**What the exercise asks**
Echo every line of the data below, unchanged.

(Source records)
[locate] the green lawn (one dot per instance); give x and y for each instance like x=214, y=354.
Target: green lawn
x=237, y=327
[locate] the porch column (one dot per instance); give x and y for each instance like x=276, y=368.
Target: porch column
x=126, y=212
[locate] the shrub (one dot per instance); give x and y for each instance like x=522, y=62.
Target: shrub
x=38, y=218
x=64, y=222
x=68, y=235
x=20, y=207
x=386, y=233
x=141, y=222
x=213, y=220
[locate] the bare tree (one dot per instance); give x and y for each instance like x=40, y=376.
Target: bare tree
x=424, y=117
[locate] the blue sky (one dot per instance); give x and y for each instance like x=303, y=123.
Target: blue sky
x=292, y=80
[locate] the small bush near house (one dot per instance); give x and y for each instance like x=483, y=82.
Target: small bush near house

**Worked answer**
[locate] the green lawn (one dot per instance); give x and y for each instance like x=214, y=354.
Target: green lawn
x=237, y=327
[locate] the porch column (one dot per instance); give x and y for each instance like x=276, y=368.
Target: porch column
x=126, y=212
[locate] the shrub (one dot per instance); give x and y for each instance like x=522, y=62.
Target: shrub
x=38, y=218
x=64, y=222
x=68, y=235
x=20, y=207
x=386, y=233
x=141, y=222
x=213, y=220
[locate] the bare tree (one dot per instance); give x and y for each instance like x=40, y=376.
Target: bare tree
x=424, y=117
[locate] the blue sky (one dot per instance); give x and y for each instance like x=303, y=123.
Target: blue sky
x=292, y=80
[locate] the small bush near house (one dot per instance); give x and y for each instance like x=483, y=82.
Target: small bush near house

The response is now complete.